* Your objective: In the entries from the line containing "Tag each instance of the textured" through the end of the entries, inclusive, switch "countertop" to "kitchen counter". Give those lines again with nothing else altered.
= = = = = = =
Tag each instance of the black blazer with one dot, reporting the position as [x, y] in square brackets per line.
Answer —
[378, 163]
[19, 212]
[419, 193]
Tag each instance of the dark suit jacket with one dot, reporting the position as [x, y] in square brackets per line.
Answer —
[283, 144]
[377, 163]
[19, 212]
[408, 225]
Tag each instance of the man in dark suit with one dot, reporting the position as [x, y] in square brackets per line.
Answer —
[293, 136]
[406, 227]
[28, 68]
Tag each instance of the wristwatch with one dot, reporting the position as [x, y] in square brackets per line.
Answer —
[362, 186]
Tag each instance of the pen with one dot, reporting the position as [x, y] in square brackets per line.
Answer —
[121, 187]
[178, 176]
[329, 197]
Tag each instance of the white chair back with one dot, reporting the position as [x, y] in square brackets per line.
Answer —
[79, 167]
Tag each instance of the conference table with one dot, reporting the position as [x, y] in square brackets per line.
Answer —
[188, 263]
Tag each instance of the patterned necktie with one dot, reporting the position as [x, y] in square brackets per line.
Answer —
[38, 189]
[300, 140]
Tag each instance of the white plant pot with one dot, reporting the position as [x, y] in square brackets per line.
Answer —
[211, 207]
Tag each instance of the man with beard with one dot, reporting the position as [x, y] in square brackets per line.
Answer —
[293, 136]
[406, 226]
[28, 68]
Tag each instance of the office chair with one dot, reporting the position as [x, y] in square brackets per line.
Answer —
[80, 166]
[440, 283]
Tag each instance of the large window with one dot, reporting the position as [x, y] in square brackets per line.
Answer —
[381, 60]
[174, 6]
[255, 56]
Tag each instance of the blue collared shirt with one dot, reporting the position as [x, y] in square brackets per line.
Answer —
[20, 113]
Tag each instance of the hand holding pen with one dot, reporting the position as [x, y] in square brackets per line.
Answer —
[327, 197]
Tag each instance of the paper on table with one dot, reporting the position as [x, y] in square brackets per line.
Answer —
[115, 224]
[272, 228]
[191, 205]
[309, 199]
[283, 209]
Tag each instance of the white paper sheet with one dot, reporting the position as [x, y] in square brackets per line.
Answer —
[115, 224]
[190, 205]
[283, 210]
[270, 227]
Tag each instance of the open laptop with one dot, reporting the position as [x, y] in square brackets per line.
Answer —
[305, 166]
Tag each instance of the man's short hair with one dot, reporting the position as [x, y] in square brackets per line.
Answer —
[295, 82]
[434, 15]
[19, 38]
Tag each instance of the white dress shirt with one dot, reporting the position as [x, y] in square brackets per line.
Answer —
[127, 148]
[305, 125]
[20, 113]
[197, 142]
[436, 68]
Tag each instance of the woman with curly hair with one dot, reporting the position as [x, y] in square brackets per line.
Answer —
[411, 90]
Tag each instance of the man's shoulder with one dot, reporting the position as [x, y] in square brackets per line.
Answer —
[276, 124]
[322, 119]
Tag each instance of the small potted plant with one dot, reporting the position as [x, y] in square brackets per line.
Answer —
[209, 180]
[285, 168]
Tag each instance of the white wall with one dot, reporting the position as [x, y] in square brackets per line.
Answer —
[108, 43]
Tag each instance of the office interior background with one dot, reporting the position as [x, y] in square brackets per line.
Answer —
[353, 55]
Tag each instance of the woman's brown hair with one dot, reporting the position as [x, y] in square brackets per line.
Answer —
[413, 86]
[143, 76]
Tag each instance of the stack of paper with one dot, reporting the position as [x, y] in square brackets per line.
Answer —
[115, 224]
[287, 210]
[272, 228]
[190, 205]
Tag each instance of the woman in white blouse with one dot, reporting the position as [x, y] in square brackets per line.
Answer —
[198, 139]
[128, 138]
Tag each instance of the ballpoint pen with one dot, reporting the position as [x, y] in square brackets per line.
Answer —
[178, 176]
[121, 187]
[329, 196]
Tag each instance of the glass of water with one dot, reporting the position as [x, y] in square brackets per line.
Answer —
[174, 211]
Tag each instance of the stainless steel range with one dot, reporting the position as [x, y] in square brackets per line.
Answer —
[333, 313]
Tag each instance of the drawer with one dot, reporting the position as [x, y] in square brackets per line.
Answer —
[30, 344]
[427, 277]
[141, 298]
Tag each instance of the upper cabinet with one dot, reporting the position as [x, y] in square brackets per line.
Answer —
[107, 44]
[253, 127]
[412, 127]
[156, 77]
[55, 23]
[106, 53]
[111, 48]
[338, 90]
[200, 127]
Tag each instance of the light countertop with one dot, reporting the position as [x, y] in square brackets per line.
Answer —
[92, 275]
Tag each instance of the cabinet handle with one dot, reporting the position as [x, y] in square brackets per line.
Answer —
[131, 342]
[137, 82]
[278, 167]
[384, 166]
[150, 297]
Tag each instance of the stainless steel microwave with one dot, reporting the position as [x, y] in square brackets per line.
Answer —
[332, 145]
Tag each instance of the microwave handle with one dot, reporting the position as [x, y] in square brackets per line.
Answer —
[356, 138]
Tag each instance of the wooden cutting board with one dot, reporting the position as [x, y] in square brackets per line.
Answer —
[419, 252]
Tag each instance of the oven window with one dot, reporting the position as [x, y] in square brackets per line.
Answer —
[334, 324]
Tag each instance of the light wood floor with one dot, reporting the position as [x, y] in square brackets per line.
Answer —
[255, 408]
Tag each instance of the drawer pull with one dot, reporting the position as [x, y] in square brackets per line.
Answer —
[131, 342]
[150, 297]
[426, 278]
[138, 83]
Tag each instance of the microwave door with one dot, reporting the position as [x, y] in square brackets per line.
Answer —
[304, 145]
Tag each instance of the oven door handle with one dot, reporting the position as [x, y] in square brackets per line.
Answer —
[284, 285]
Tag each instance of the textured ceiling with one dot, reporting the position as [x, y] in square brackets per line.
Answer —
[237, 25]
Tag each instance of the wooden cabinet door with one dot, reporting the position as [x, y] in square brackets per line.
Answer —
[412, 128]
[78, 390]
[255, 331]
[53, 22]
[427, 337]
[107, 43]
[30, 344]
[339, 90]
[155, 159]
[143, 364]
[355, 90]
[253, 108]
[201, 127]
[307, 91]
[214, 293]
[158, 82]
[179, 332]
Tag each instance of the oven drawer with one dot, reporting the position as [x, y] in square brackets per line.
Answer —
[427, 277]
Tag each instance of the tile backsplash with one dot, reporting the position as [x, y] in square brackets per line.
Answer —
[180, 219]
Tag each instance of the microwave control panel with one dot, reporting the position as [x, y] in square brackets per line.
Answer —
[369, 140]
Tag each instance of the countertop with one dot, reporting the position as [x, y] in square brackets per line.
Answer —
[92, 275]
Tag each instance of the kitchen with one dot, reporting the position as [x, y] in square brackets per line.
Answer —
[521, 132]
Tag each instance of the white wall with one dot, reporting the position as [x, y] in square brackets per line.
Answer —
= = = = = = =
* Written reply:
Tag each instance of the textured ceiling with one dot, reporting the position as [x, y] in square brackets per line.
Answer —
[237, 25]
Tag each instance of the wooden cabinet door with one dot, reporting the position as [x, y] in square brackets per line.
Answer —
[412, 128]
[78, 390]
[255, 331]
[53, 22]
[427, 337]
[107, 43]
[30, 344]
[339, 90]
[155, 159]
[143, 364]
[355, 90]
[253, 108]
[201, 127]
[307, 91]
[214, 293]
[158, 82]
[179, 332]
Tag each instance of the oven drawer with one dot, reporting the position as [x, y] in square brackets per line.
Answer —
[427, 277]
Tag each instance of the tile backsplash with one dot, reporting the position as [x, y] in square brackets per line.
Answer —
[180, 219]
Tag each instance of the microwave control panel with one dot, reporting the position as [x, y] in square brackets per line.
Answer —
[369, 140]
Tag each instance of the kitchen counter with one dot, reporting the position as [x, y] in square brackets per line.
Answer —
[92, 275]
Tag each instance of the kitchen with one dot, reporting the position as [x, y] in square brackets per line.
Answer —
[521, 132]
Tag each instance of the white wall with one dot, reporting the position as [x, y] in square brackets per line.
Answer —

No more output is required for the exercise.